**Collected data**
--------------------------------

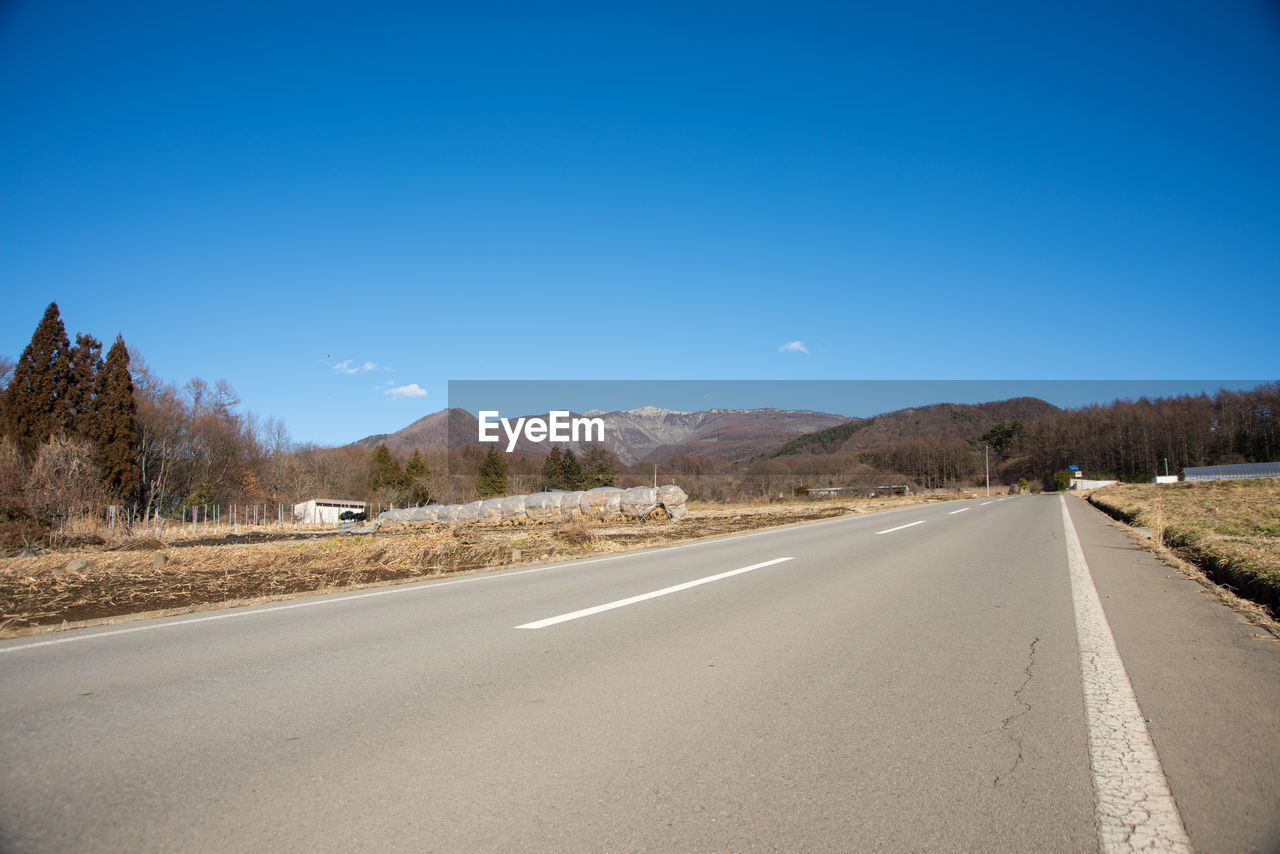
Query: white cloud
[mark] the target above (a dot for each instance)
(412, 389)
(346, 366)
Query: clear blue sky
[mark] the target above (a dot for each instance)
(337, 205)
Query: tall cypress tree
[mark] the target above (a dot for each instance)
(85, 365)
(553, 470)
(416, 485)
(574, 474)
(35, 402)
(383, 470)
(115, 424)
(492, 474)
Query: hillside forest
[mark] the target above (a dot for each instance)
(81, 432)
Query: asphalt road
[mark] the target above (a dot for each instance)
(924, 679)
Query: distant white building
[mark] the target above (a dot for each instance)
(324, 511)
(1242, 471)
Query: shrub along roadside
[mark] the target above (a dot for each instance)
(1229, 528)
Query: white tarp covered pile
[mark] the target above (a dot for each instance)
(599, 503)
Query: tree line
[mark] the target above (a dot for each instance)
(81, 430)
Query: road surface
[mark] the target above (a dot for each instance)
(932, 677)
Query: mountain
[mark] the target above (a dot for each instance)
(936, 421)
(650, 434)
(645, 434)
(435, 430)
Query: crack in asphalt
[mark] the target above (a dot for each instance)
(1027, 707)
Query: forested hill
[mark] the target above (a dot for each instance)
(935, 421)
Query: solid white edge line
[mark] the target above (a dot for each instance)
(890, 530)
(643, 597)
(1133, 805)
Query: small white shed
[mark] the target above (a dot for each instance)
(324, 511)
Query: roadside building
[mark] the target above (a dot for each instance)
(1242, 471)
(324, 511)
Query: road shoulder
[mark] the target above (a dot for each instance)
(1207, 681)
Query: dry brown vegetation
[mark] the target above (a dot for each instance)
(1229, 528)
(144, 575)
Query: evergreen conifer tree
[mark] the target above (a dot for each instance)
(35, 402)
(574, 474)
(417, 491)
(383, 470)
(85, 371)
(599, 470)
(553, 470)
(492, 474)
(115, 424)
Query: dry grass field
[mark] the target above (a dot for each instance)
(141, 574)
(1228, 528)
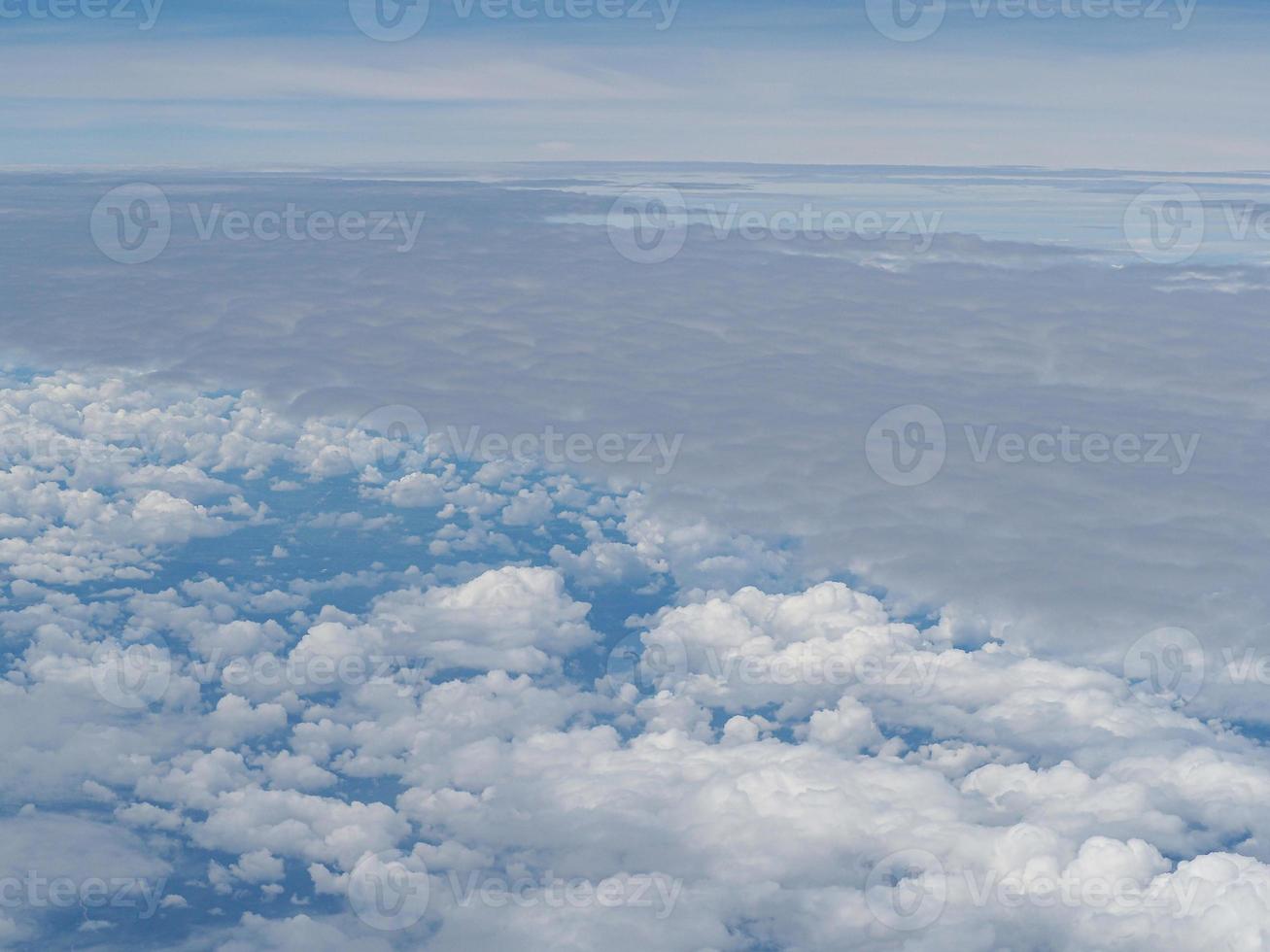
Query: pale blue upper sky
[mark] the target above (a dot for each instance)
(1163, 84)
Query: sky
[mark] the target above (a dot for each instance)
(728, 477)
(1146, 84)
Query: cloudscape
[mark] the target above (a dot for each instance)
(634, 475)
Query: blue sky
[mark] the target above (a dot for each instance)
(1173, 84)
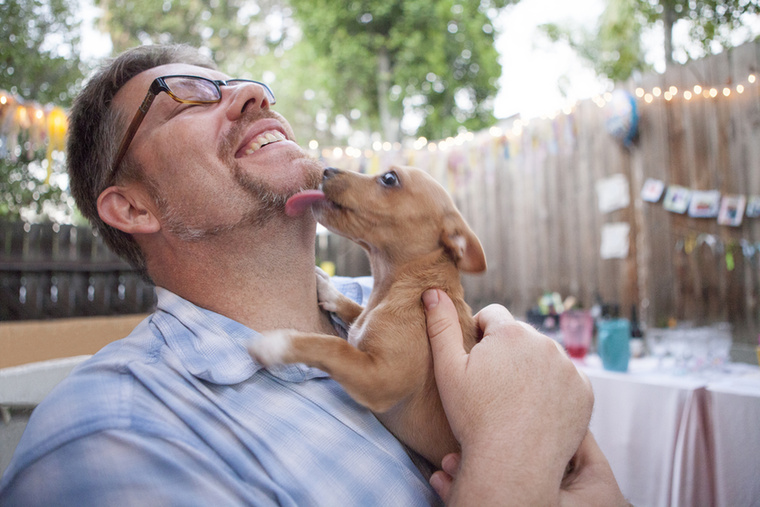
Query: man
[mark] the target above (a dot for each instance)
(185, 172)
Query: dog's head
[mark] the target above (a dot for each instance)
(403, 213)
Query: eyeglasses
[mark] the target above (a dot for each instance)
(183, 89)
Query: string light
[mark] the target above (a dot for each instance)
(668, 93)
(671, 92)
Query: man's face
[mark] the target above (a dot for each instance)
(206, 163)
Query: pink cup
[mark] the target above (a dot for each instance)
(577, 328)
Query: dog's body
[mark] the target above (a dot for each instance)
(415, 239)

--------------------------------

**What to work on**
Wherever a line in the records contains the word "white", copy that line.

**Exercise solution**
Query: white cloud
Query: distant white building
Query: white tarp covered pile
Query: solid white edge line
Query: small white shed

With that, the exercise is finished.